ABOUT THIS EXERCISE: An exact copy of the records is required, minus the pictures they hold.

GIVEN RECORDS:
-------------------------

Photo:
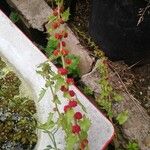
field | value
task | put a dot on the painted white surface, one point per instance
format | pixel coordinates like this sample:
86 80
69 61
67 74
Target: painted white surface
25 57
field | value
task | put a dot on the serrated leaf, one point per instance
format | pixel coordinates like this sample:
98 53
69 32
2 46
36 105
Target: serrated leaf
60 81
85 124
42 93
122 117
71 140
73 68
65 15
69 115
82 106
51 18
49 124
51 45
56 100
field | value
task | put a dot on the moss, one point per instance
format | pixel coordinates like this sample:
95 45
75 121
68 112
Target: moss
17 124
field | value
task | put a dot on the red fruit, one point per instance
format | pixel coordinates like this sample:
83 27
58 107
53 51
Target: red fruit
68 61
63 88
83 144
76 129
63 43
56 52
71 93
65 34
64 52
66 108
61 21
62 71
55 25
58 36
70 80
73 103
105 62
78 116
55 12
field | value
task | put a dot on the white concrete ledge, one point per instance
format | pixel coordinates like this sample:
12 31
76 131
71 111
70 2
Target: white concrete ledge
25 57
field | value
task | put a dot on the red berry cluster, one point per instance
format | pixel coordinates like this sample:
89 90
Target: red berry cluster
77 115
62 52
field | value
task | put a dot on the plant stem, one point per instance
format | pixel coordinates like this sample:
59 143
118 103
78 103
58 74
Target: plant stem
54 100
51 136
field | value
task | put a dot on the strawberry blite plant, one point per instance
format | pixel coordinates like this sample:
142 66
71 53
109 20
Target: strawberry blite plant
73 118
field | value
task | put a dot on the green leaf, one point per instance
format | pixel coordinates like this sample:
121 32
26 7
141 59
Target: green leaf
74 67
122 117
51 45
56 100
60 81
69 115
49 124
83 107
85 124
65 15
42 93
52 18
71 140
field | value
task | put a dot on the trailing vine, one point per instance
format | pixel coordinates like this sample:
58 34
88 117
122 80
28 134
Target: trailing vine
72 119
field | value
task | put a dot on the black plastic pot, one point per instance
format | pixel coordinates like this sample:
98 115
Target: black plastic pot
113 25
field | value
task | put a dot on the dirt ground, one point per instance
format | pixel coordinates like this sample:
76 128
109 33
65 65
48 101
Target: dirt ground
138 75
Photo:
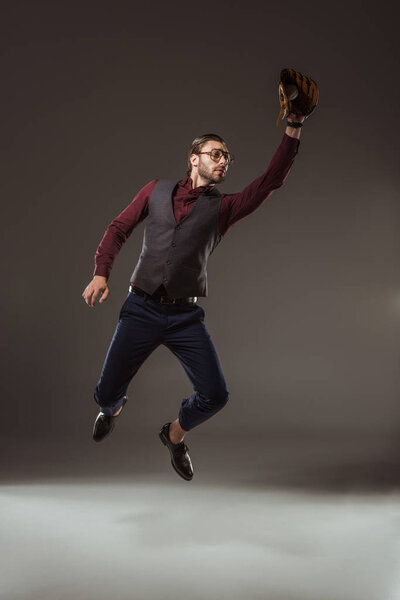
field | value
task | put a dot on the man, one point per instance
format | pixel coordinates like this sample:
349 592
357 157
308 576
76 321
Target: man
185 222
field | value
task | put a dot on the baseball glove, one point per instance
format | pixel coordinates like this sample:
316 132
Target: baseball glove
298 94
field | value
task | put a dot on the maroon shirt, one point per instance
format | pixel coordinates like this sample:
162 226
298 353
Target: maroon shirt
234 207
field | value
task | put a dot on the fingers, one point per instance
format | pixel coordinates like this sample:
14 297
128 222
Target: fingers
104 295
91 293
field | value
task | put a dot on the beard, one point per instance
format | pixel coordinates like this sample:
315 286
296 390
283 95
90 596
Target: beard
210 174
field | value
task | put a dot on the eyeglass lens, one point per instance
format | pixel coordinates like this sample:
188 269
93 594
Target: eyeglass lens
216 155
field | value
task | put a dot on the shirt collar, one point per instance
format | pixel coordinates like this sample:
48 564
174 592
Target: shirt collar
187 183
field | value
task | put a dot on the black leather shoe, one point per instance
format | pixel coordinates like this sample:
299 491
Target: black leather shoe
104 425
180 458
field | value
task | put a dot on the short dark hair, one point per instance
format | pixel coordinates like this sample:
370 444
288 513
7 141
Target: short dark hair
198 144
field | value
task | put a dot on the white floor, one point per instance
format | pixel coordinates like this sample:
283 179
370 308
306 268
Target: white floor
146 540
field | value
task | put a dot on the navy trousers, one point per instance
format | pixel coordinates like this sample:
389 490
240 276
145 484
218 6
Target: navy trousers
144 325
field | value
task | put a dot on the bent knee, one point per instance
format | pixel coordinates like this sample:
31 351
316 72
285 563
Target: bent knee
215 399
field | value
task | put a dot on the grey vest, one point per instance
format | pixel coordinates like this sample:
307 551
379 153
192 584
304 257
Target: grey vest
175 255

-------------------------

TASK RESULT:
Photo:
field | value
task | put a dot on the painted white surface, one point per instance
format | pixel coordinates like this sample:
86 80
69 61
67 74
Target: painted white surface
25 57
field | value
task | put a dot on the serrated leaf, one point per instance
format | pixel coordinates like this sample:
98 53
69 32
2 46
36 105
Target: serrated leaf
60 81
85 124
42 93
122 117
71 140
73 68
65 15
69 115
82 106
51 18
49 124
51 45
56 100
field | value
task | put a dot on the moss, one point per instance
format | pixel coordinates like this sample:
95 45
75 121
68 112
Target: moss
17 124
field | value
task | put a dot on the red fruit, one point per instance
format | pixel coordinates like this sample:
83 27
58 107
53 51
Target: red fruit
68 61
63 88
83 144
76 129
63 43
56 52
71 93
65 34
64 52
66 108
61 21
62 71
55 25
58 36
70 80
73 103
105 62
78 116
55 12
field | value
task | put a dot on the white concrete ledge, one point per instance
format | pixel coordinates like this sample:
12 31
76 131
71 111
70 2
Target: white concrete ledge
25 57
field | value
task | put a dot on the red berry cluster, one point per instance
format | pixel coordinates like this sample:
89 90
Target: red berry cluster
77 115
62 52
field | value
task | put a dot on the plant stem, one point per instance
format | pixel coordinates like this sample:
59 143
118 103
78 103
58 74
Target: plant stem
54 100
51 136
field | value
task | put a dot on the strawberry blite plant, one point per instance
format | pixel coordinates like this sample:
142 66
71 53
109 20
Target: strawberry blite plant
73 118
field | value
task | put a dot on the green leaf, one point per instance
format | pixel coordinates like this sample:
121 32
26 7
141 59
Target: green leaf
74 67
122 117
51 45
56 100
60 81
69 115
49 124
83 107
85 124
65 15
42 93
52 18
71 140
field | value
task | put a dot on the trailing vine, one point per instance
format | pixel coordinates like this sample:
58 34
88 117
122 80
28 134
Target: trailing vine
72 119
field | value
task | put a dot on the black plastic pot, one point per instance
format | pixel coordinates like this sample:
98 115
Target: black plastic pot
113 25
field | value
task | put a dot on the dirt ground, one point per instance
format | pixel coordinates like this sample:
76 128
109 33
65 65
48 101
Target: dirt ground
138 75
Photo:
field | value
task | put a dot on the man, one point per instance
format | pixel coordinates like this sample:
349 592
357 157
308 576
76 321
Target: man
185 222
field | value
task | put a dot on the baseball glove, one point per instance
format | pixel coordinates like this sample:
316 132
Target: baseball glove
298 94
field | value
task | put a dot on the maroon shirt, one point per instance
format | pixel coordinates like this sample:
162 226
298 353
Target: maroon shirt
234 207
field | value
task | put a dot on the fingers, one point per instance
format | pixel coordinates like this sample:
14 297
128 222
Target: fingers
104 295
91 293
field | value
task | put a dot on the beard, one point per instance
format | pixel coordinates like this sample:
315 286
296 390
283 95
90 596
Target: beard
210 174
field | value
task | put a dot on the eyeglass lens, one point per instance
format | pixel coordinates like this sample:
188 269
93 594
Target: eyeglass lens
216 155
field | value
task | put a dot on the shirt collar, one point per instance
format | pixel coordinates like this sample:
48 564
174 592
Target: shirt collar
187 183
field | value
task | put a dot on the black leather shoe, one point per instance
format | pixel coordinates like this sample:
299 491
Target: black leather shoe
104 425
180 458
field | value
task | put a dot on the short dark hair, one point per instance
format | pixel coordinates like this sample:
370 444
288 513
7 141
Target: short dark hair
198 144
field | value
task | put a dot on the white floor, one point per instance
format | pixel coordinates like this sample:
283 179
370 308
306 268
Target: white floor
146 540
field | value
task | put a dot on the navy trousers, one point per instance
format | pixel coordinates like this sample:
389 490
240 276
145 484
218 6
Target: navy trousers
144 325
field | value
task | put a dot on the bent knee, one point per instance
format | pixel coordinates like this sample:
31 351
316 72
285 563
Target: bent knee
215 399
field | value
task | put a dot on the grey vest, one point per instance
format | pixel coordinates like this sample:
307 551
379 153
192 584
304 257
Target: grey vest
175 255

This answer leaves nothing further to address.